>> begin Material

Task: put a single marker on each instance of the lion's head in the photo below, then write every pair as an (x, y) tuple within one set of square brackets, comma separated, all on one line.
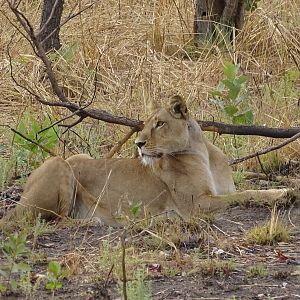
[(168, 131)]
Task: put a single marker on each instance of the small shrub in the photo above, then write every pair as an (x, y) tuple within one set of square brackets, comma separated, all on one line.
[(139, 289), (54, 276), (12, 269), (270, 232), (230, 96), (257, 271)]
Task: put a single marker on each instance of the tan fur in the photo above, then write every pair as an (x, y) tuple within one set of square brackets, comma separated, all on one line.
[(178, 169)]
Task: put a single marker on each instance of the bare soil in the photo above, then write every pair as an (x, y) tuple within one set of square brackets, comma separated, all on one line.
[(281, 262)]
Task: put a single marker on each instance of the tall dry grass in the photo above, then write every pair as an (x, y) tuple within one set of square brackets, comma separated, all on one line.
[(145, 51)]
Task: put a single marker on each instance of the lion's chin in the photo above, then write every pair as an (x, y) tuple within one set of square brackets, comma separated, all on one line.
[(148, 160)]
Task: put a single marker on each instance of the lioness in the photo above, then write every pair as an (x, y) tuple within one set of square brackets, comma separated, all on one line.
[(178, 169)]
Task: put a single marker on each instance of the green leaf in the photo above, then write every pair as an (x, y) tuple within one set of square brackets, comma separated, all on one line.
[(244, 118), (3, 272), (23, 267), (242, 79), (14, 285), (58, 285), (54, 268), (136, 208), (230, 110), (219, 103), (50, 286), (3, 288), (230, 70), (69, 52)]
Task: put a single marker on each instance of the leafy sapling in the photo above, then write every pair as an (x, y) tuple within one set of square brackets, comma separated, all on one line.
[(54, 276), (14, 267), (230, 96)]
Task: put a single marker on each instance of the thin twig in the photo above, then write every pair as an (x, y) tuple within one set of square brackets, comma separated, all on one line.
[(122, 237), (30, 140), (119, 144), (267, 150)]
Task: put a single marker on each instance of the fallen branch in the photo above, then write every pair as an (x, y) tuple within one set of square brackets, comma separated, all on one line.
[(105, 116), (271, 177), (30, 140), (273, 132), (239, 160), (120, 143)]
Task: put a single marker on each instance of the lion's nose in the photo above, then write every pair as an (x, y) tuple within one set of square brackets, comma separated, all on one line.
[(140, 144)]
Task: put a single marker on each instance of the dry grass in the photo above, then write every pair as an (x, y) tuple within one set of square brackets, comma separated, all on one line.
[(146, 52)]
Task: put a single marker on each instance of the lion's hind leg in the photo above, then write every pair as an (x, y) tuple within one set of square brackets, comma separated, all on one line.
[(269, 197), (49, 191)]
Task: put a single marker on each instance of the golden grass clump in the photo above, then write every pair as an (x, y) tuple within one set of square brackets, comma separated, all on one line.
[(272, 231), (145, 52)]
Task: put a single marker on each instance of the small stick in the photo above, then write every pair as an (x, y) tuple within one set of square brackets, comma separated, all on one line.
[(30, 140), (118, 146), (239, 160), (123, 264)]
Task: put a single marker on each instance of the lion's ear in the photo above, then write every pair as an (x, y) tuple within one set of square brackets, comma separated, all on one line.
[(177, 108), (153, 105)]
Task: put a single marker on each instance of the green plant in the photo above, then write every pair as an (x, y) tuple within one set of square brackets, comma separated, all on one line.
[(54, 276), (271, 231), (40, 228), (12, 269), (238, 177), (31, 128), (139, 289), (217, 267), (257, 271), (251, 5), (230, 96)]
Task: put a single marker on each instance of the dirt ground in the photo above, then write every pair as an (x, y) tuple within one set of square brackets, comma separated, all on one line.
[(280, 261)]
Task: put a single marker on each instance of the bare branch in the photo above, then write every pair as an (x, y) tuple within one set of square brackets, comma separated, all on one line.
[(273, 132), (30, 140), (239, 160), (119, 145)]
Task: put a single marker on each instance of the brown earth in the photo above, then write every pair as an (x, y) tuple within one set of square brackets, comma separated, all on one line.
[(190, 280)]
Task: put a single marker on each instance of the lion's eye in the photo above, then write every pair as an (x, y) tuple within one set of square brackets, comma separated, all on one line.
[(160, 124)]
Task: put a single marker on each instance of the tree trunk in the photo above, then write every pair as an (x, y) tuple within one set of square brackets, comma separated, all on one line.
[(210, 13), (50, 24)]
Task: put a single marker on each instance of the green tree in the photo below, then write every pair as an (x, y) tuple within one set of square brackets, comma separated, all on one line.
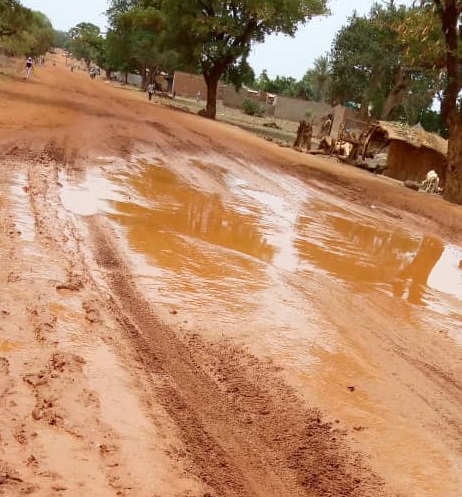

>> end Material

_Exercise description_
Render every line of the listing above as a numbered list, omitting blank lines. Leave the pictures out of your answer.

_The result_
1. Task: put a single marker on each instance of the lion's head in the photo below, then write every pair as an (x, y) tuple within one set of square brackets, comma separated, all on one line.
2. [(168, 131)]
3. Task: put a single marker on each instance of the small shrub in the photo above, then write every pair as an (x, y) tuple within one set of square brackets, comma separated, all on one line.
4. [(139, 289), (54, 276), (12, 269), (270, 232), (230, 96), (257, 271)]
5. Task: put a single marker on each instance of the tan fur in the photo above, then write every pair as an (x, y) tuple within one set of square brackets, comma separated, all on one line.
6. [(178, 169)]
7. Task: put a single marker on each instance of the bare soil in the photo above, then write every pair as an (x, y) tuple within one set of square brackets, comma separated, all on one line.
8. [(281, 262)]
9. Task: put a single marker on each instance of the tall dry grass in the photo above, then write every pair as an (x, y) tuple within one set of square brackets, comma separated, all on one line.
10. [(145, 51)]
11. Task: put a single marker on each instance of the lion's chin in the photo above, then write every pair as an (x, y) tuple within one set of square brackets, comma separated, all on one line.
12. [(148, 160)]
13. Task: put a single marker on each instance of the lioness in the photo above, then write every pair as an (x, y) tuple within one set of square brackets, comma separated, all on one line.
14. [(178, 169)]
15. Task: put a single marker on each instance of the green leaf in the photo above, then write every pair as an (x, y) tuple within one set of square brackets, comma separated, all on one line.
16. [(244, 118), (3, 272), (23, 267), (242, 79), (14, 285), (58, 285), (54, 268), (136, 208), (230, 110), (219, 103), (50, 286), (3, 288), (230, 70), (69, 52)]
17. Task: put a single marker on each instance of the leafy sapling in the photo above, then write every pair as an (x, y) tuple within one set of square brackets, comma separated, all on one line.
18. [(54, 276), (14, 267), (230, 96)]
19. Task: put a single marker on each instance of the thin twig in the photo above, then write every pair as an (x, y) tuple within one set of square brackets, comma separated, all on one line.
20. [(122, 237), (30, 140), (119, 144), (267, 150)]
21. Task: put a single marker on each instance of the fallen branch in the photo above, then write every pair as an (x, y) tuple within one set of square brackets, comma separated, all on one line.
22. [(105, 116), (271, 177), (30, 140), (273, 132), (239, 160), (120, 143)]
23. Task: put a single marker on each instance of the lion's nose in the photo above, then write every pair as an (x, y) tuple within one set of square brackets, comma separated, all on one line.
24. [(140, 144)]
25. Task: put a single marker on each instance of the dry grass in the photo above, then write every pair as an (x, y) tuple within one set of square brackets, comma separated, all on one line.
26. [(146, 52)]
27. Task: put a single marker on each instance of the lion's hind leg in the photo above, then write every pair as an (x, y) tuple within one set of square brackets, comma separated, all on one line.
28. [(269, 197), (49, 191)]
29. Task: put a single marker on each instance of the golden grass clump in the photo above, then write every pair as an (x, y) tuple within one set of square brackets, comma separated, all on one line.
30. [(272, 231), (145, 52)]
31. Task: put a single marker on each instance of the small stick in the photo above, then write every pair as an (x, y) tuple within one set of square brackets, comma separated, all on one line.
32. [(30, 140), (118, 146), (239, 160), (123, 264)]
33. Task: put a single marker on each instance of the lion's ear in the photo above, then write every pair as an (x, y) tuple within one set of square brackets, comma separated, all on one line.
34. [(177, 108), (153, 105)]
35. Task: put a single marker on each instance of the green plant in the photo above, then write every pair as an (x, y) tuple within one set of square brackets, comma separated, all on one line.
36. [(54, 276), (271, 231), (40, 228), (12, 269), (238, 177), (31, 128), (139, 289), (217, 267), (257, 271), (251, 5), (230, 96)]
37. Task: put a single marker on each instance of the dirt ground in the photo above, then write every pair as an (x, y) tuple within one set of square brackets, comma separated, all on one line.
38. [(280, 261)]
39. Task: put a single marker on each instance of the bare branch in the photo above, then write every pair as an (x, y) tuple within one set of square brackets, comma separated, all on one line.
40. [(273, 132), (30, 140), (239, 160), (119, 145)]
41. Task: put a single marker on each instance of the brown earth in the photo above, then write every pair as an (x, y) tuple within one set of square brackets, comma separated, all on one line.
42. [(190, 280)]
43. Task: put a single marker on each instance of the lion's eye in the photo above, then write every pair as an (x, y) tuple within one set of square brackets, comma separated, all on one line.
44. [(160, 124)]
45. Task: put a single marker on each instance of the tree trunk in the photo above, then write every pair as an (x, y) tuple within one set of square brackets, comma separated, all on one line.
46. [(210, 13), (50, 24)]
47. Task: put a single marker on each instance of the green tree in the photo below, then write every pair as an (x, y) tuple within one set of square brackets, comma separated, all on one line.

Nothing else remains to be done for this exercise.